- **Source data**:
════════

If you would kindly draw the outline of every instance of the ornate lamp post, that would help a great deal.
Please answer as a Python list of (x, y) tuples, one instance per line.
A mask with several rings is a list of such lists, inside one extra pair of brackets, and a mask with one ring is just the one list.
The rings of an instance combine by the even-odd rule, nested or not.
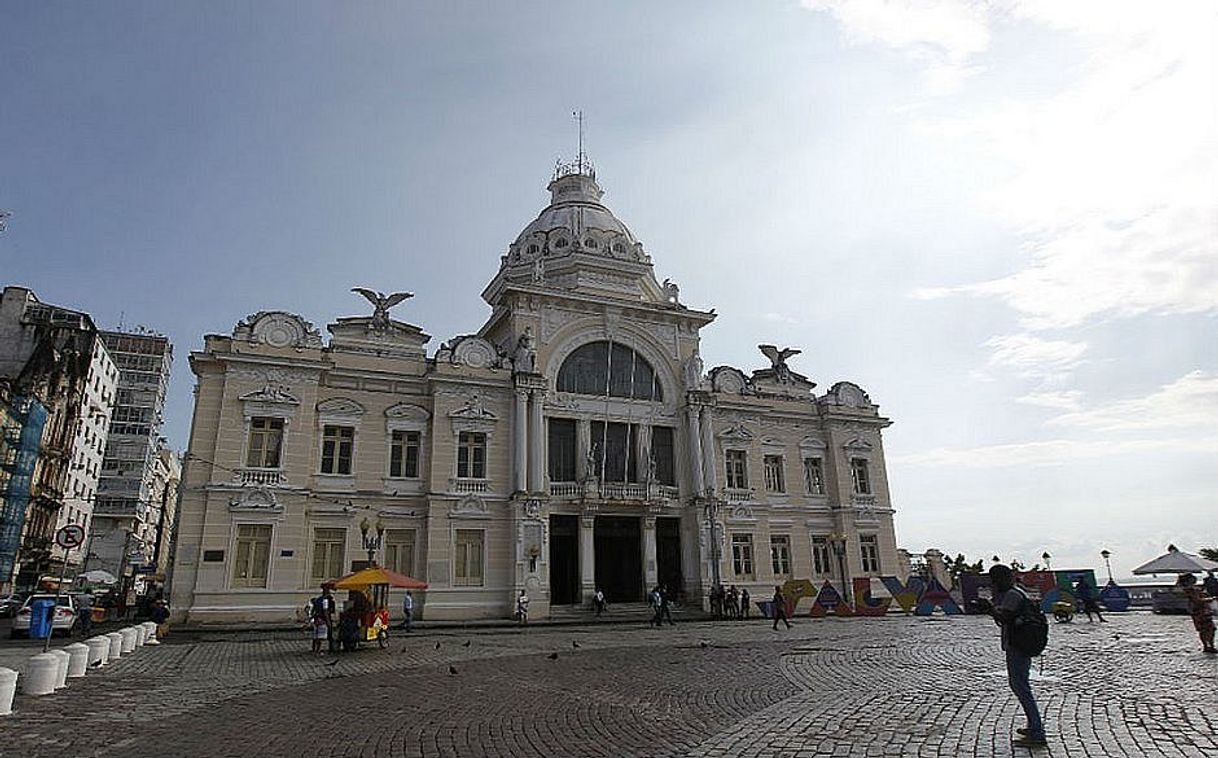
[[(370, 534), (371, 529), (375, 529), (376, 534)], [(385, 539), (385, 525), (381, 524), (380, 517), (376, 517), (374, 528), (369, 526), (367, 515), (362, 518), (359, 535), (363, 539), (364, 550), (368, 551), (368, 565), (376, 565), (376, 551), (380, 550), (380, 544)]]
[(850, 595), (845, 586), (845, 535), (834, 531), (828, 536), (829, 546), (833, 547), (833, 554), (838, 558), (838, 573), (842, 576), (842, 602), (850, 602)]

════════

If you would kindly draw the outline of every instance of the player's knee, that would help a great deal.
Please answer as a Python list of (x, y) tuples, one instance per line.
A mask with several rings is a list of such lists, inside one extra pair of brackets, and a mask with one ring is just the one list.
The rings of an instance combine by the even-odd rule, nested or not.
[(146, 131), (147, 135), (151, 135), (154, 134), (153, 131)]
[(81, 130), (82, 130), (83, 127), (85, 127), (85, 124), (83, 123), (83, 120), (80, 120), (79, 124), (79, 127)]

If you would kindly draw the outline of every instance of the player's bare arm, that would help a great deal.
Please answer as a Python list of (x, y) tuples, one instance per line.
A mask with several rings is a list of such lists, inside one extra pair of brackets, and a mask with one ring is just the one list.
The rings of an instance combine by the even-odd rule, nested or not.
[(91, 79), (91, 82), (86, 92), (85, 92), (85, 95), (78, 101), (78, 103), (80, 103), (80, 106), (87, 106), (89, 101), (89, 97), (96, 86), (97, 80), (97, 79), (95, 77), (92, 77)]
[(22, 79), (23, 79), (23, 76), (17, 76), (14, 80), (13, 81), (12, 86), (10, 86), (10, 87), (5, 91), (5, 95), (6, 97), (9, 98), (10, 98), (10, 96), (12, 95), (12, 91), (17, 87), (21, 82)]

════════

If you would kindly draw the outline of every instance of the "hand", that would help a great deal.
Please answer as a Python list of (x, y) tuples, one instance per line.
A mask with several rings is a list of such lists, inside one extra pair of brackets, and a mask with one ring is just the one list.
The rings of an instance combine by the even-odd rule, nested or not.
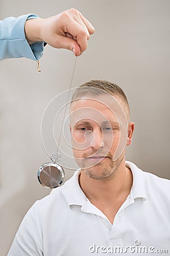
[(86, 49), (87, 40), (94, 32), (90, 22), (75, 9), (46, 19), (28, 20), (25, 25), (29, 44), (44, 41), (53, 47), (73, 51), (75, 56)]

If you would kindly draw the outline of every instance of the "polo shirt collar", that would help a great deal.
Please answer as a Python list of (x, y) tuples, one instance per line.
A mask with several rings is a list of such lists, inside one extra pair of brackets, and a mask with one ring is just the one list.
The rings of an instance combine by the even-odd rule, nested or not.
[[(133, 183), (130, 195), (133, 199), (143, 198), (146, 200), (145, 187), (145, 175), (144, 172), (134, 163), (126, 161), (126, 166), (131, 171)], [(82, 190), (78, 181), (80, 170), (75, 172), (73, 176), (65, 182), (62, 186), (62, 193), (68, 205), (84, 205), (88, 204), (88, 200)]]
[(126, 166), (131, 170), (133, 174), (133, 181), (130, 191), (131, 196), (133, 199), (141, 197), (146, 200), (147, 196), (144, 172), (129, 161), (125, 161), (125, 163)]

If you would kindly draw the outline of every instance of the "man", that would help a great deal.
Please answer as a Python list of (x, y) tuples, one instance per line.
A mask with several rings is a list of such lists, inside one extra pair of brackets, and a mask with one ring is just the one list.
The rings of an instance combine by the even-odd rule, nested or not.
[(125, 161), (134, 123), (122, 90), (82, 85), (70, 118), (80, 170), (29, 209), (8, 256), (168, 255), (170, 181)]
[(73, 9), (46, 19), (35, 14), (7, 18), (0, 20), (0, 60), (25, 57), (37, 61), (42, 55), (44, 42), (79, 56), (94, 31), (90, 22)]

════════

- **Aim**:
Copy verbatim the portion of the records that begins with the line containing "post, that would help a great deal." and ends with the line containing "550), (380, 544)]]", including both of those lines. Omit the pictures from your copy.

- **Output of the exercise**:
If you would kindly draw the outline of every instance of the ornate lamp post, that would help a great deal.
Please answer as a Python list of (x, y) tuples, one instance per line.
A mask with several rings is a list of such lists, inside one extra pair of brackets, and a mask with one ring is just the one list.
The rings of an instance combine by the even-odd rule, nested or not.
[[(370, 534), (371, 529), (375, 529), (376, 534)], [(385, 539), (385, 525), (381, 524), (380, 517), (376, 517), (374, 528), (369, 526), (367, 515), (362, 518), (359, 535), (363, 539), (364, 550), (368, 551), (368, 565), (376, 565), (376, 551), (380, 550), (380, 544)]]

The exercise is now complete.